-- INSTRUCTIONS FOR THE TASK --
Below is a set of records. Repeat all of them exactly.

-- SUPPLIED DATA --

* * * * * * *

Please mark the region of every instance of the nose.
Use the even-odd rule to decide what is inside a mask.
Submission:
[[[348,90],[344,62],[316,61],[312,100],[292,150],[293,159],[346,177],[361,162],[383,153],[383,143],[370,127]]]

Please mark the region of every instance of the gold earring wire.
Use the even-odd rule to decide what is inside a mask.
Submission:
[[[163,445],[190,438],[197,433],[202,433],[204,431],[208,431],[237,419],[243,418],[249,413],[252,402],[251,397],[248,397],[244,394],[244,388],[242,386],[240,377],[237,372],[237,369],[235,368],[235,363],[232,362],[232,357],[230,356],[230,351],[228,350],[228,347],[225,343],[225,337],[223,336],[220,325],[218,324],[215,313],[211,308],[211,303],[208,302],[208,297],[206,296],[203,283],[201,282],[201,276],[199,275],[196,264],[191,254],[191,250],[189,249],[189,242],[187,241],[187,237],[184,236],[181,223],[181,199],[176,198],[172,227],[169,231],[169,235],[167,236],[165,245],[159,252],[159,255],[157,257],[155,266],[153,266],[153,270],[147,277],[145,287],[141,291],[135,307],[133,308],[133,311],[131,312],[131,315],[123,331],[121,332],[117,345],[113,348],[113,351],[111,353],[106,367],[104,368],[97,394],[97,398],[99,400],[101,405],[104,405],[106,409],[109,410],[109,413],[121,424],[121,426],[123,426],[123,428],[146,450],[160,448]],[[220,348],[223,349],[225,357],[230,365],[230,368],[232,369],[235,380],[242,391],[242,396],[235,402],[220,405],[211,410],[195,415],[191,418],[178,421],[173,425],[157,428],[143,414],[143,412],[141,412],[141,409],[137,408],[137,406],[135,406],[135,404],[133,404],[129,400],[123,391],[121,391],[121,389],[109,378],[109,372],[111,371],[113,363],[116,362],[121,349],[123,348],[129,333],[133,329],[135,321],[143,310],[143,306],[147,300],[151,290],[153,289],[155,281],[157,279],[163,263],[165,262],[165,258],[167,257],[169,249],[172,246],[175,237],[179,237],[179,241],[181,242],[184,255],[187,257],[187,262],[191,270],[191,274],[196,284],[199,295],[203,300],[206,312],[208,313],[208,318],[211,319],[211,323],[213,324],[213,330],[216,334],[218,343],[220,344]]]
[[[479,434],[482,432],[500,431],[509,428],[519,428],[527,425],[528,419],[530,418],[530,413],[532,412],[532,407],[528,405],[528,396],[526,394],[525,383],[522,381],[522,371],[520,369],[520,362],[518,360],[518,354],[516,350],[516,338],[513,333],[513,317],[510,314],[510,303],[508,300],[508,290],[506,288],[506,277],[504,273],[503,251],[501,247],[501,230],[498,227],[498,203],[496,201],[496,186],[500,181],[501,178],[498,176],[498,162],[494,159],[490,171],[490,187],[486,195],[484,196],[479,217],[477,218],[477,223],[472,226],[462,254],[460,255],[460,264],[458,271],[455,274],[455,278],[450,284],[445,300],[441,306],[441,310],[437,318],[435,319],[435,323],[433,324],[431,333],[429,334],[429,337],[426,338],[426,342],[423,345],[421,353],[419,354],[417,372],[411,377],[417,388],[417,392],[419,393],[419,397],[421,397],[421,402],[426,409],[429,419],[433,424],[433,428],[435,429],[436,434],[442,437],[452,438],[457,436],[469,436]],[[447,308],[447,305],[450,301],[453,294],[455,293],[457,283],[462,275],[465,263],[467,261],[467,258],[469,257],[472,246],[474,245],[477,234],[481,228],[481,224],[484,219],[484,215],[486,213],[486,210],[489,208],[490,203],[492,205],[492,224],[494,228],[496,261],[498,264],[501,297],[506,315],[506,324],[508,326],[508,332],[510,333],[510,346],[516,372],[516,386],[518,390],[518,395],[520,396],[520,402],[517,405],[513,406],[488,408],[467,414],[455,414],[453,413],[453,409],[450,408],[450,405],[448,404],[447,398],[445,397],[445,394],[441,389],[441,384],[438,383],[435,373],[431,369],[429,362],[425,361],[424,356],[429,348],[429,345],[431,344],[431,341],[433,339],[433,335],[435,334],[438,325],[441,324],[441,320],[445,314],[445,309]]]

* * * * * * *

-- EXERCISE RESULT --
Please mark the region of every instance of the nose.
Use the even-odd rule to decide what is inside a mask.
Submission:
[[[348,90],[344,62],[316,61],[312,100],[292,150],[293,159],[346,177],[361,162],[383,153],[383,143],[370,127]]]

Please mark the region of every instance of the gold earring wire.
Use the even-odd rule to decide what is inside a mask.
Submission:
[[[163,445],[190,438],[197,433],[202,433],[204,431],[208,431],[237,419],[243,418],[249,413],[252,402],[251,397],[248,397],[244,394],[244,388],[242,386],[240,377],[237,372],[237,369],[235,368],[235,363],[232,362],[232,357],[230,356],[230,351],[228,350],[228,347],[225,343],[225,337],[223,336],[220,325],[218,324],[215,313],[211,308],[211,303],[208,302],[208,297],[206,296],[203,283],[201,282],[201,276],[199,275],[196,264],[191,254],[191,250],[189,249],[189,242],[187,241],[187,237],[184,236],[181,223],[181,199],[176,198],[172,227],[169,231],[169,235],[167,236],[165,245],[159,252],[159,255],[157,257],[155,266],[153,266],[153,270],[147,277],[145,287],[141,291],[135,307],[133,308],[133,311],[131,312],[131,315],[123,331],[121,332],[117,345],[113,348],[113,351],[111,353],[106,367],[104,368],[97,394],[97,398],[99,400],[101,405],[104,405],[106,409],[109,410],[109,413],[121,424],[121,426],[123,426],[123,428],[146,450],[160,448]],[[220,348],[223,349],[225,357],[230,365],[230,368],[232,369],[235,380],[242,391],[242,396],[235,402],[220,405],[211,410],[195,415],[191,418],[178,421],[173,425],[157,428],[143,414],[143,412],[141,412],[141,409],[137,408],[137,406],[135,406],[135,404],[133,404],[129,400],[123,391],[121,391],[121,389],[109,378],[109,372],[111,371],[113,363],[116,362],[121,349],[123,348],[129,333],[133,329],[135,321],[143,310],[143,306],[147,300],[151,290],[153,289],[155,281],[157,279],[163,263],[165,262],[165,258],[167,257],[169,249],[172,246],[175,237],[179,237],[179,241],[181,242],[184,255],[187,257],[187,262],[191,270],[191,274],[196,284],[199,295],[203,300],[206,312],[208,313],[208,318],[211,319],[211,323],[213,324],[213,330],[216,334],[218,343],[220,344]]]
[[[479,434],[482,432],[500,431],[509,428],[519,428],[527,425],[528,419],[530,418],[530,413],[532,412],[532,407],[528,405],[528,396],[526,394],[525,383],[522,381],[522,371],[520,369],[520,362],[518,360],[518,354],[516,350],[516,338],[513,333],[513,317],[510,314],[510,303],[508,300],[508,290],[506,288],[506,277],[504,273],[503,251],[501,247],[501,230],[498,227],[498,203],[496,201],[496,186],[500,181],[501,178],[498,176],[498,162],[494,159],[490,171],[490,187],[486,195],[484,196],[479,217],[477,218],[477,223],[472,226],[462,254],[460,255],[460,264],[458,271],[455,274],[455,278],[450,284],[445,300],[441,306],[441,310],[437,318],[435,319],[435,323],[433,324],[431,333],[429,334],[429,337],[426,338],[426,342],[423,345],[421,353],[419,354],[417,372],[411,377],[417,388],[417,392],[419,393],[419,397],[421,397],[421,402],[426,409],[429,419],[433,424],[433,428],[435,429],[436,434],[442,437],[452,438],[457,436],[469,436]],[[447,308],[447,305],[450,301],[453,294],[455,293],[457,283],[462,275],[465,263],[467,261],[467,258],[469,257],[472,246],[474,245],[477,234],[481,228],[481,224],[484,219],[484,215],[486,213],[486,210],[489,208],[490,203],[492,205],[492,224],[494,228],[496,261],[498,264],[501,297],[506,315],[506,324],[508,326],[508,332],[510,333],[510,346],[516,372],[516,386],[518,390],[518,395],[520,396],[520,402],[517,405],[513,406],[488,408],[467,414],[455,414],[453,413],[453,409],[450,408],[450,405],[448,404],[447,398],[445,397],[445,394],[441,389],[441,384],[438,383],[435,373],[431,369],[429,362],[425,361],[424,356],[429,348],[429,345],[431,344],[431,341],[433,339],[433,335],[435,334],[438,325],[441,324],[441,320],[445,314],[445,309]]]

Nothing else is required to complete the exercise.